REQUIRED WORK:
Select and copy every line of the items below that contains the string "tree". Case counts.

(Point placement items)
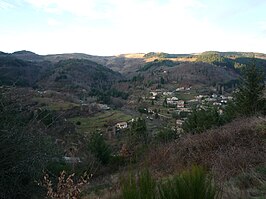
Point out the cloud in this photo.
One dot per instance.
(4, 5)
(82, 8)
(53, 22)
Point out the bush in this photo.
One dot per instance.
(191, 184)
(194, 183)
(99, 148)
(142, 186)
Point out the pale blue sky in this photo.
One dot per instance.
(110, 27)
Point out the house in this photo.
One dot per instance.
(167, 93)
(214, 95)
(71, 160)
(103, 107)
(180, 104)
(153, 93)
(180, 89)
(121, 125)
(172, 100)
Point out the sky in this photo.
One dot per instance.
(112, 27)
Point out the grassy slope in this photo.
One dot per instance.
(234, 153)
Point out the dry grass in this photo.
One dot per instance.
(226, 151)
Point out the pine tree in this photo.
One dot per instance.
(249, 97)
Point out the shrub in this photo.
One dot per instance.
(191, 184)
(99, 148)
(142, 186)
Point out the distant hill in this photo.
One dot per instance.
(83, 71)
(189, 73)
(77, 74)
(14, 71)
(27, 56)
(25, 68)
(122, 63)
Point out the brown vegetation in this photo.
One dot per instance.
(226, 151)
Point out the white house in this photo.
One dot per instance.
(180, 104)
(121, 125)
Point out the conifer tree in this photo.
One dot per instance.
(249, 98)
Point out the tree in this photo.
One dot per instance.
(249, 97)
(139, 129)
(24, 152)
(100, 148)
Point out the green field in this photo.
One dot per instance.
(100, 121)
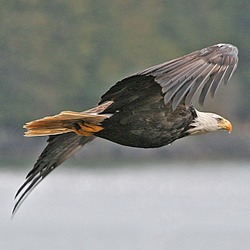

ANSWER TO THIS TASK:
Point out the pine tree in this photo.
Point out the conifer tree in this photo.
Point out the tree in this photo.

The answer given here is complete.